Page extract -
▼▼▼

After getting it back on about 50 occassions on one day, it went in again.

Knocked on the door. "Can we have the ball back please?" Neighbour comes out with said football hissing and deflating on the end of a pitchfork. "Is this your ball? Ah god, sure it just landed on the fork." Needless to say, no more footballs got the opportunity to land on the fork again.

The neighbour in question has since died, but everytime I pass the house to visit my parents I smile to myself.


----------



## sueellen (8 Jan 2005)

*Re: >>Neighbours - noise/nuisance/security problems et*

*Some other posts*

*Trixie
Registered User
Anti-Burglar Paints?*

I have a problem, being last house in row, of teens using my 6ft tall garden wall as a short cut to their new hideaway (aka drinking den!) anyway, having asked them politely to desist - unsuccessfully obviously - I'm going to paint the top of the wall with this stuff. 

Never having used it before I'm wondering:
(A) is it any good?
(B) do I need to treat the concrete capping on the wall with something else first?
(C) As they are climbing onto the wall of the neighbours who back on to me first and then walking the full length will this stuff work if they're already up on the wall rather than trying to climb up onto it?

thanks 

*Once Bitten
Registered User
Anti-Burglar Paints?*

Just some quotes from One Sample Product


> Benefits
> 
> Permanently greasy surface deters intruders.
> 
> ...



I would advise extreme caution here. I was not aware of this product line before now, but there are lots of alarm bells (pun) going off in my head.


1) Note the height restriction in here. Is your wall that high ?
2) Note that it suggests accidental contact with persons or pets should be avoided. 
3) Remember these kids are a nuisance. They are not burglars ... yet. This stuff sounds like it would be a good enough nuisance to act as a deterrent, but also dangerous enough to possibly cause an accident (fall or contact damage) to neighbours pets or kids.

It will be interesting to hear from someone that has used this stuff, but from what I can see, I wouldn't touch it with a barge pole. It would be fine on (say) a downpipe where traffic is not expected, but not on top of an adjoining wall. If I was to use it on a wall, I would use it on a stretch of the face of the wall, but not the capping. Using it on the face would deter climbing with little risk of causing injury.

*ClubMan
Administrator
Re: Anti-Burglar Paints?*

[broken link removed] boards.ie topic on security might be of interest. 

*sinead76
Registered User
anti-burglar paint*

A person in an estate in my town had a similar problem and put tar on his wall to annoy the youngsters. They broke every window in his house. 

*sunnyday
Frequent poster
Re: anti-burglar paint*



> A person in an estate in my town had a similar problem and put tar on his wall to annoy the youngsters. They broke every window in his house


. 

I was just going to suggest the possibilities of something like that happening! I know it's a horrible situation, and you do have my sympathies, but think carefully about this. I really think it might backfire on you if you go down the route of trying to get the better of little p*****s like what you're dealing with here. I don't have the answers on how to deal with it. But I think this will just fire them up. What's the chances of growing a thorny creeper that may keep them off the wall but is less obvious an attempt to get rid of them? That's just one idea, maybe others can come up with something else??


----------



## sherman (12 Jan 2005)

*Re: >>Neighbours - noise/nuisance/security problems et*

How about calling the Guards every time you see them using the wall? Even though they may be over 18 (unlikely) the guards will still go to their little drinking den and break up the party. They only need one/two 'visits' from the guards to deter them. Otherwise, try finding who owns their drinking den and have them deal with it ie block it off etc.

▲▲▲

Stated problem 1 - Copy the entries starting with the line containing "collar, as pixel coordinates." and going on through the line containing "(1055, 768)", including both of those lines.
The forum thread and the entries that come next are unrelated material.

Dataset entries -
▼▼▼

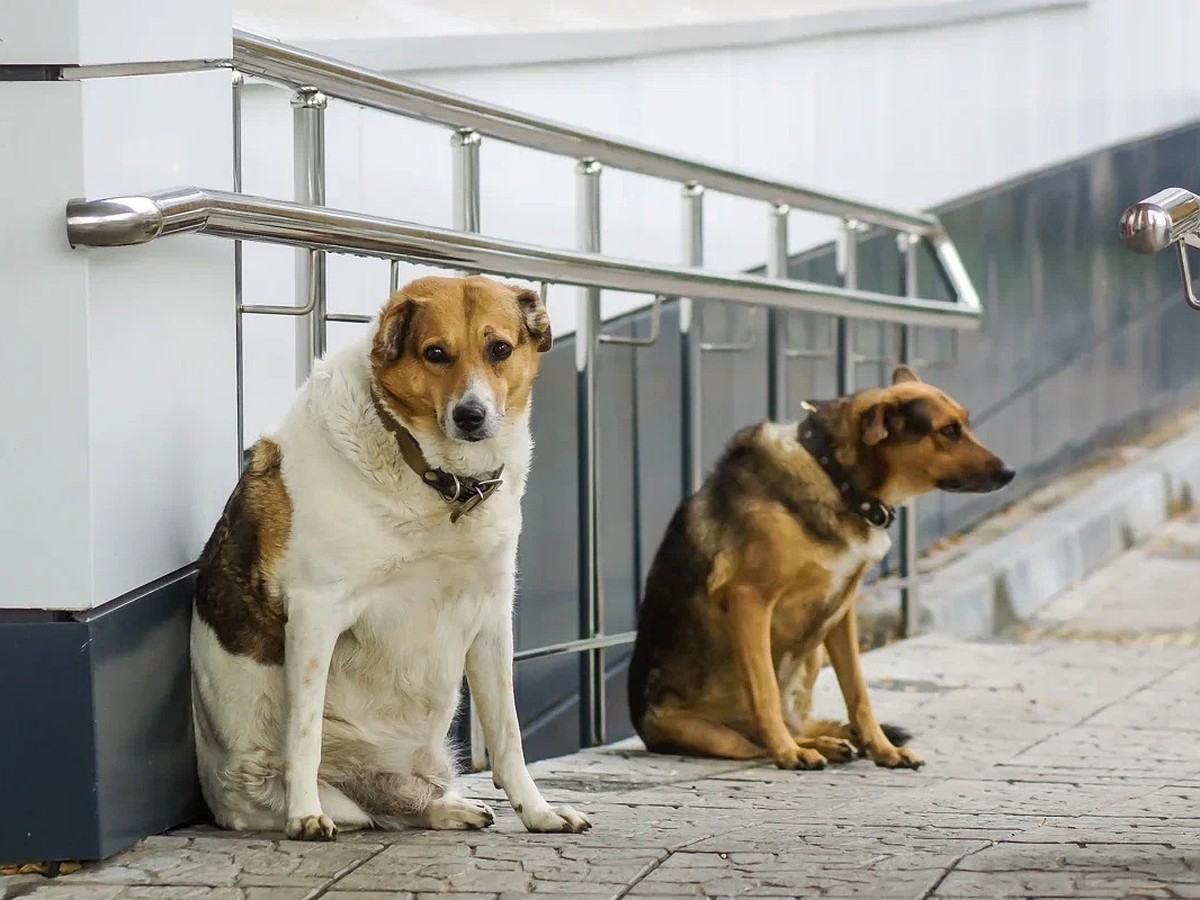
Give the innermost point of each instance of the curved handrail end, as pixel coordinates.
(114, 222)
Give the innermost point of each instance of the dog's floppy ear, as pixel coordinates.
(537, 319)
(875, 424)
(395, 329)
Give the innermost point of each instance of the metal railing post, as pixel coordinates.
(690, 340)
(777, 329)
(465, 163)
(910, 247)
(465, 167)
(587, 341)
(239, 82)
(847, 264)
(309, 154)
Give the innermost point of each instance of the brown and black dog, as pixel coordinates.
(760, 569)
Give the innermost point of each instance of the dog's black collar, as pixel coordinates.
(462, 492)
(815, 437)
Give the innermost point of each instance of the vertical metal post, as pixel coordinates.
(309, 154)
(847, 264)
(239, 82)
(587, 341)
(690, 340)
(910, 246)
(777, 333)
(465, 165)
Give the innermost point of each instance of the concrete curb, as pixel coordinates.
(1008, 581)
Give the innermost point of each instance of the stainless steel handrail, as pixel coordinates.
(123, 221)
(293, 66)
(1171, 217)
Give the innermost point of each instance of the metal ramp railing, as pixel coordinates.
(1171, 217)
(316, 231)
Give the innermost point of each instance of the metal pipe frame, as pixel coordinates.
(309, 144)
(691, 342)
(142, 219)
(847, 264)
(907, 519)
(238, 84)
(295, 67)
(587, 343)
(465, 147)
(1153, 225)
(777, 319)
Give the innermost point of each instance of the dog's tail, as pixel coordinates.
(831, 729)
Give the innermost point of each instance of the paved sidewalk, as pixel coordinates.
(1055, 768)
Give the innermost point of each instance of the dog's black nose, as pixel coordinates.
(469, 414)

▲▲▲
▼▼▼

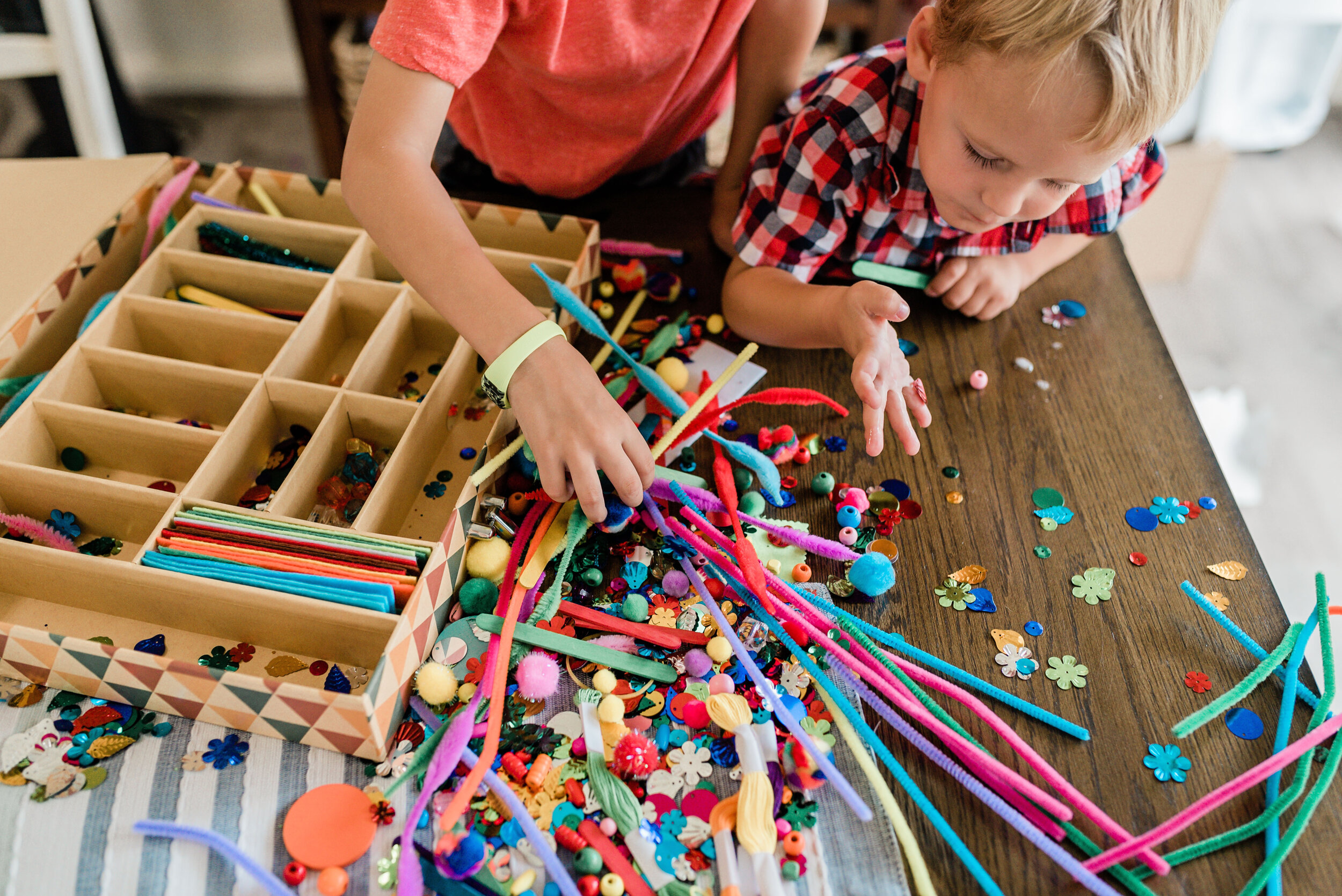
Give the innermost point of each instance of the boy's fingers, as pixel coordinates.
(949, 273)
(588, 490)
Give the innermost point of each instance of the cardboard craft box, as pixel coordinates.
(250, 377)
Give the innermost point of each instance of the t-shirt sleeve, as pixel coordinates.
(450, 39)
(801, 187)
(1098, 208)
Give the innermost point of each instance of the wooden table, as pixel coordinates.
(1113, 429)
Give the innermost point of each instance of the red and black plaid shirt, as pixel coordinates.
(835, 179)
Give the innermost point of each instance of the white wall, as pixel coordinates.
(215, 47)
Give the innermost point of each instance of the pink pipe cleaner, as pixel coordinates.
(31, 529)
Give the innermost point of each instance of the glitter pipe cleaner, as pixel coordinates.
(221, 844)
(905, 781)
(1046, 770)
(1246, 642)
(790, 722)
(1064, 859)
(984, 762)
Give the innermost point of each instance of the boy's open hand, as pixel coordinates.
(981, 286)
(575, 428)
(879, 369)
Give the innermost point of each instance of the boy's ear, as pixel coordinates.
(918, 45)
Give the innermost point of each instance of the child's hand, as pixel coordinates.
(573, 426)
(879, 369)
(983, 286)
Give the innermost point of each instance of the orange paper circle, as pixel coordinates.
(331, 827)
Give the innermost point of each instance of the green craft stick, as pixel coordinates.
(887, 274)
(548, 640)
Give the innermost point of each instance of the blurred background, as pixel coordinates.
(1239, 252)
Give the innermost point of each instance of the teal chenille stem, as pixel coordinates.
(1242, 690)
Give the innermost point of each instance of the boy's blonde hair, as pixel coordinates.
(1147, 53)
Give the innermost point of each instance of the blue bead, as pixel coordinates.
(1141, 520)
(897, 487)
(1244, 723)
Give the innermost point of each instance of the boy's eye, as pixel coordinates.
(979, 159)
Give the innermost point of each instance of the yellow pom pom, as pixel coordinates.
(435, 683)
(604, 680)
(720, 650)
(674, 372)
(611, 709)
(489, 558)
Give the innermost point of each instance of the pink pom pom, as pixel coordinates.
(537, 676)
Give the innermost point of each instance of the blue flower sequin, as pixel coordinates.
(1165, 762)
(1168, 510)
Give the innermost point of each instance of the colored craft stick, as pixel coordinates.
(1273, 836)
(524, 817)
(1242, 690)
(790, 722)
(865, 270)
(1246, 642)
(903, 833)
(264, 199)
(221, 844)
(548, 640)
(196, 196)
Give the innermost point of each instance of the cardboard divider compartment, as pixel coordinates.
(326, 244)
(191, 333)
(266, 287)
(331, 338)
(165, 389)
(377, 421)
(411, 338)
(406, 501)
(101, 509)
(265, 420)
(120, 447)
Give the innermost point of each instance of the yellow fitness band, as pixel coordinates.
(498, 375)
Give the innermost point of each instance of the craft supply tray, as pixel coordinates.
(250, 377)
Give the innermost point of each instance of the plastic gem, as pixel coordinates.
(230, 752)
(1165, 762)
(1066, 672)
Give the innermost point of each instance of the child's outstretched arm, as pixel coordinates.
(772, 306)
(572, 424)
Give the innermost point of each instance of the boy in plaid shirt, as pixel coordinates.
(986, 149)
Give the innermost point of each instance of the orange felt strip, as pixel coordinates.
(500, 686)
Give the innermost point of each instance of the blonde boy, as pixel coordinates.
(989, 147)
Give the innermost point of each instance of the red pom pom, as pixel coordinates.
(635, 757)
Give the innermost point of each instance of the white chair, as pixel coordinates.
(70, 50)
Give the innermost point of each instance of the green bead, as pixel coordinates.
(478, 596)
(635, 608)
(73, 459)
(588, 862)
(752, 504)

▲▲▲

Stated problem 2 - List every username that appears as a poster in the forum thread.

Written response 1 -
Give the innermost point of each instance of the dog's black collar, as pixel coordinates.
(462, 492)
(815, 437)
Give the innermost point of each instance of the vertical metal post, as pixel coordinates.
(309, 154)
(847, 264)
(239, 82)
(587, 341)
(690, 340)
(910, 246)
(777, 333)
(465, 165)
Give the innermost point of each instance of the concrete curb, as pixel coordinates.
(1008, 581)
Give the innermost point of each instance of the stainless steel handrail, as pixel coordinates.
(123, 221)
(293, 66)
(1171, 217)
Give the innermost point of each instance of the metal ramp railing, as pixel coordinates.
(1171, 217)
(316, 231)
Give the innermost point of each instance of the metal pipe frame, as pixel coordinates.
(309, 144)
(691, 342)
(142, 219)
(847, 264)
(907, 519)
(238, 84)
(295, 67)
(587, 343)
(465, 147)
(1153, 225)
(777, 319)
Give the innermost point of each instance of the dog's tail, as pixel coordinates.
(831, 729)
Give the innermost point of each instance of the paved sidewalk, as pixel coordinates.
(1055, 768)

Written response 2 - sueellen, Trixie, Once Bitten, ClubMan, sinead76, sunnyday, sherman